------ Document segment

Distinguished members of the press, it is very evident that our democracy is in crisis. Our democracy is not delivering development and with the kind of National Assembly that we have today, and we can see why. Our democracy is impoverishing the citizens, more citizens are daily falling below the poverty line and many are trapped into multi-dimensional poverty. Our democracy is not creating hope on the horizon for the teaming youth who cannot even go to school and those that managed to go through school cannot find jobs. Our democracy is losing its meaning, losing its value and losing its luster. Our democracy is stripping us of our dignity, of our honor and of our humanity. There is urgent need to restore our confidence in democracy before we lose our senses. Once we get to the point where we lose our senses that will be the end of anything sensible.
What to do?

  • Halting and freezing all funds that are suspect until a thorough investigation is done.
  • Instituting independent investigation including civil society like CISLAC and BUDGETit.
  • The young people should endeavor to engage these political institutions and defend their future which is being destroyed by a rouge democratic culture.
  • Leaders of civil society, especially those who were in the trenches in the late 90’s, fighting to restore democracy, must come forward to give a policy direction and build an elite consensus on the future of this great country.
  • We must all focus on the leadership recruitment process, we must develop criteria for suitability of political offices. To be sure, the criteria in the constitution is only a criteria for eligibility. We must not confuse eligibility with suitability. Character, competence and courage of conviction must be part of these criteria.

  • I thank you and God bless.

  • Usman Bugaje,
  • Convener, Arewa Movement for Good Governance AM2G.

------------
------ Data provided

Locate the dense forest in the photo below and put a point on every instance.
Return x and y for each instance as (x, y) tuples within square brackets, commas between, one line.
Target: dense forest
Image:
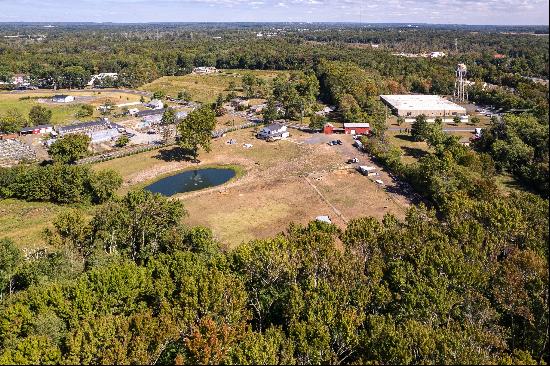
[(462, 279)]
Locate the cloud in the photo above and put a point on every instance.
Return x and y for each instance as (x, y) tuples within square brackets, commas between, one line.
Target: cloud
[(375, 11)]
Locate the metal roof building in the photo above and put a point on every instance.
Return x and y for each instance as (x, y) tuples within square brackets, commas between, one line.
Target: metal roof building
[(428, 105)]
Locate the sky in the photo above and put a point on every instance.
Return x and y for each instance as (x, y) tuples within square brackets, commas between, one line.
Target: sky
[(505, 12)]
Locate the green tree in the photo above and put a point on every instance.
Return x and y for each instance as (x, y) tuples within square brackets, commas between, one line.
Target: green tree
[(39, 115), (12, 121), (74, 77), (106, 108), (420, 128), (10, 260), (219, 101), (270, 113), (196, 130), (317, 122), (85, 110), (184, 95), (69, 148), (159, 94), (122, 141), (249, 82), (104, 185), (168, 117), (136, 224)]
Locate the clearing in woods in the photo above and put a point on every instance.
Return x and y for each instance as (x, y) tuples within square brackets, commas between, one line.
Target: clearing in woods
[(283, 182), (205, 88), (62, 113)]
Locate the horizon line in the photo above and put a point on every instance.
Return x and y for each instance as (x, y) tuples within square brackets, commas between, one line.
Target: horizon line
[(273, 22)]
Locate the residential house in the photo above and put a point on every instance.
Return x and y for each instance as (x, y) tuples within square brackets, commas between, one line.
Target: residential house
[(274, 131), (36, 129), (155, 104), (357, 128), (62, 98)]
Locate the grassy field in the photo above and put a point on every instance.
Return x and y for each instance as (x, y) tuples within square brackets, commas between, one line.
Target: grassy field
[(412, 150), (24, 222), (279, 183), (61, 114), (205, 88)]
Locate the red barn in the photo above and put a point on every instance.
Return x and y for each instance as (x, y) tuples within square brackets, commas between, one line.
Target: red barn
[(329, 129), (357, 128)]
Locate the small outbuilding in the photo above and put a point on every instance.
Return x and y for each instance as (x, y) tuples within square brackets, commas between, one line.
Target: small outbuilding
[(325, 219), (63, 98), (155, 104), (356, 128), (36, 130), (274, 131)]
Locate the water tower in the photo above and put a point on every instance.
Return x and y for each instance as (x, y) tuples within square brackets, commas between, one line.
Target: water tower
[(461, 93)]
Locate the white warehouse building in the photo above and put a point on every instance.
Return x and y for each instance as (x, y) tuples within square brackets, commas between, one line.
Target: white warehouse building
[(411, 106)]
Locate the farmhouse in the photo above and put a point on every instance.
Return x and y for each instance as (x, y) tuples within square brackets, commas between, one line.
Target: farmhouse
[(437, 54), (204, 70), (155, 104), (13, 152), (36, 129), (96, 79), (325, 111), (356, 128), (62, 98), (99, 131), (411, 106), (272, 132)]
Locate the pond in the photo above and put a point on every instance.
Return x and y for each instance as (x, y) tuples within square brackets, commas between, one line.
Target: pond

------------

What is asked:
- a) Copy the stretch of the press statement on democracy from "What to do?" through "rouge democratic culture.".
- b) Answer the following questions using the press statement on democracy.
(i) Which two civil society organizations does it name for inclusion in an independent investigation?
(ii) What does it call for halting and freezing until a thorough investigation is done?
(iii) According to it, the criteria in the constitution are only criteria for what?

Responses per task:
- a)
What to do?

  • Halting and freezing all funds that are suspect until a thorough investigation is done.
  • Instituting independent investigation including civil society like CISLAC and BUDGETit.
  • The young people should endeavor to engage these political institutions and defend their future which is being destroyed by a rouge democratic culture.

- b)
(i) CISLAC and BUDGETit.
(ii) All funds that are suspect.
(iii) Eligibility.